→ Goal: Reproduce every line of the items, from the line containing "each like (229,25)." through the end of the items, adding 123 to each number in the answer coordinates. Leave the pictures out.

....................

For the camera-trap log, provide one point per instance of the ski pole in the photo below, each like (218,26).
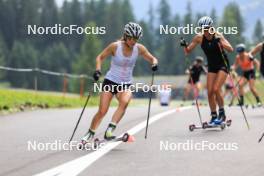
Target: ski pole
(261,137)
(196,101)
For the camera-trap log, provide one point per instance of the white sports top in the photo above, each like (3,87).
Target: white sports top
(122,67)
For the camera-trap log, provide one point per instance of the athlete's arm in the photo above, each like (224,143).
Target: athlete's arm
(147,55)
(257,49)
(109,50)
(234,66)
(196,40)
(226,45)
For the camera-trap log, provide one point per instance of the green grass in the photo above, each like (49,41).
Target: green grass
(12,100)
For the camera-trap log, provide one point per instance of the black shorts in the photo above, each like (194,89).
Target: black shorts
(114,88)
(215,69)
(250,74)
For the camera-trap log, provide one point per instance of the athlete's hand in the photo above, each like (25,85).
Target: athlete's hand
(183,43)
(97,75)
(154,67)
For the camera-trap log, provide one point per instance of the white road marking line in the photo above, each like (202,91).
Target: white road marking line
(78,165)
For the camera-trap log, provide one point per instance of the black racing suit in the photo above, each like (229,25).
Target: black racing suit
(215,60)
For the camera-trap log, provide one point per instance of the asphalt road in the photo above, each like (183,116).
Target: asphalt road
(170,149)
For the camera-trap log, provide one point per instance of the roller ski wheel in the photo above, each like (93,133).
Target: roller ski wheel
(228,123)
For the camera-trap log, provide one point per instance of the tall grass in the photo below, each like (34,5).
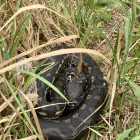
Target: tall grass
(93,22)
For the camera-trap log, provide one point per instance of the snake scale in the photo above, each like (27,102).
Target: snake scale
(73,125)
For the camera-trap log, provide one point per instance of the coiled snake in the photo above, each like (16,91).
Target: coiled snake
(70,125)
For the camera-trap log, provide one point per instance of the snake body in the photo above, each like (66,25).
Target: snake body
(75,123)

....................

→ Exercise response:
For the camera-trap log, provide one point per instance of the black racing suit in the photo above, each like (229,25).
Target: black racing suit
(338,183)
For the camera-trap log, provide one point per instance of the asphalt road in the photo above, each like (183,116).
Target: asphalt road
(293,272)
For the camera-trap log, provide one point per instance of the roller ski wheel in the photo above, each like (93,133).
Target: roller ski wheel
(351,246)
For the camera-trap log, provide one point per instance of the tall grass in the photo below, each like (34,5).
Target: tall grass
(216,145)
For the camera-trap log, provide one point per instance of the snake scale in the photo above, each like (27,102).
Target: snake scale
(196,248)
For the camera-trap log, provide one point per instance of the coiled snake in the photo above, each like (16,91).
Target: coiled snake
(193,248)
For the camera-trap log, provide one point per instance of the snake body in the photo above, each like (66,25).
Target: snake body
(198,246)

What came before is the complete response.